Stated problem: Please copy every one of the rows below word for word, line by line.

Information shown:
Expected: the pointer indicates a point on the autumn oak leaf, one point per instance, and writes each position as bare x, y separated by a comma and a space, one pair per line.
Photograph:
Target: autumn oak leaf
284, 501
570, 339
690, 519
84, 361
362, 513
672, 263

Exercise answer:
Expected: the pointer indicates a point on the autumn oak leaf, one point per instance, and writes each position as bare x, y separated by a comma and a space, one pair per line.
Photograph:
Target: autumn oak leaf
284, 501
570, 339
690, 519
84, 361
362, 513
672, 263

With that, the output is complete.